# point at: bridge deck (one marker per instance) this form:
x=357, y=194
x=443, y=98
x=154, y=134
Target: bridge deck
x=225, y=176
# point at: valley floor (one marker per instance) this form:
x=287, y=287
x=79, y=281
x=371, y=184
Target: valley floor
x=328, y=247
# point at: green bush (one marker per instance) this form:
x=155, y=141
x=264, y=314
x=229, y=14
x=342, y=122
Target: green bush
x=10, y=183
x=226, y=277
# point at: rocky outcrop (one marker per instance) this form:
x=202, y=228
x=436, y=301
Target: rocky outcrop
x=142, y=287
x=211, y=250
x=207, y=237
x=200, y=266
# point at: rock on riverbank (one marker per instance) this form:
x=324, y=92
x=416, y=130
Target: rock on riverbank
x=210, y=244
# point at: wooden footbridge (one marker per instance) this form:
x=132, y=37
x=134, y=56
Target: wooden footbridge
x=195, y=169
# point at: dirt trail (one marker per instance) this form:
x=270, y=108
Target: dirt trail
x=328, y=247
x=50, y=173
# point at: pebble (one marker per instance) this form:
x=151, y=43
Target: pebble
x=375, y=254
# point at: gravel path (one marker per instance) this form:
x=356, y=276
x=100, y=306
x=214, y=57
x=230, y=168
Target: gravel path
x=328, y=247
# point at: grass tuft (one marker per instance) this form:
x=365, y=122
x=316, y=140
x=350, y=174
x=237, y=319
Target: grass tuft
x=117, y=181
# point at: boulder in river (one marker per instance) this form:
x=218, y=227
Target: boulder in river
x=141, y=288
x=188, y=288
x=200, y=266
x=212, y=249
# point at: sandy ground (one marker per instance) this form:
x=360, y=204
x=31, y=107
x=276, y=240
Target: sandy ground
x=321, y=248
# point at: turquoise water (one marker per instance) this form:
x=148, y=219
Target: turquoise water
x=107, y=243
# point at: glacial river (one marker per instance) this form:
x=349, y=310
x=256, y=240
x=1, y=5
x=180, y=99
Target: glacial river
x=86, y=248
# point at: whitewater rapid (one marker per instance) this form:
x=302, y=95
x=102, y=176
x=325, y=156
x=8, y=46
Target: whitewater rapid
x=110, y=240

════════════════════

Copy all of the items above line for line, leaving each one unchanged.

# point at: bridge deck (one marker per instance) this form:
x=357, y=194
x=443, y=98
x=154, y=134
Target: bridge deck
x=225, y=176
# point at: valley floor (one marker per instance) this form:
x=287, y=287
x=79, y=281
x=371, y=184
Target: valley floor
x=328, y=247
# point at: green bush (one marker per instance) this form:
x=155, y=141
x=264, y=314
x=229, y=14
x=342, y=122
Target: green bush
x=10, y=183
x=226, y=277
# point at: rocky outcrop (one marker per instance) this form:
x=202, y=228
x=436, y=301
Target: rocky outcrop
x=142, y=287
x=211, y=250
x=207, y=237
x=200, y=266
# point at: rock on riverbank (one marker per instance) this form:
x=324, y=92
x=416, y=130
Target: rock on riverbank
x=210, y=244
# point at: wooden footbridge (one marker per instance) this form:
x=132, y=37
x=134, y=56
Target: wooden footbridge
x=195, y=169
# point at: dirt trail (one marker per instance) this form:
x=270, y=108
Target: dirt trail
x=328, y=247
x=50, y=173
# point at: pebble (one marker per instance) this form:
x=151, y=43
Target: pebble
x=375, y=254
# point at: gravel path (one marker per instance) this form:
x=356, y=276
x=100, y=306
x=214, y=57
x=230, y=168
Target: gravel path
x=328, y=247
# point at: grass tuft (one marker per instance) this form:
x=365, y=122
x=316, y=140
x=350, y=174
x=237, y=319
Target: grass tuft
x=117, y=181
# point at: boulder in river (one marker per instance) this form:
x=218, y=227
Target: boulder in river
x=141, y=288
x=188, y=288
x=200, y=266
x=212, y=249
# point at: sandy ground (one marker per instance) this form:
x=360, y=204
x=31, y=107
x=276, y=240
Target: sandy ground
x=321, y=248
# point at: turquoise water (one marker per instance) this form:
x=148, y=219
Target: turquoise water
x=107, y=243
# point at: glacial river (one marker per instance) this form:
x=349, y=310
x=256, y=240
x=1, y=5
x=180, y=99
Target: glacial river
x=86, y=248
# point at: whitewater rapid (one marker per instance) this form:
x=302, y=95
x=102, y=176
x=325, y=156
x=8, y=46
Target: whitewater rapid
x=110, y=240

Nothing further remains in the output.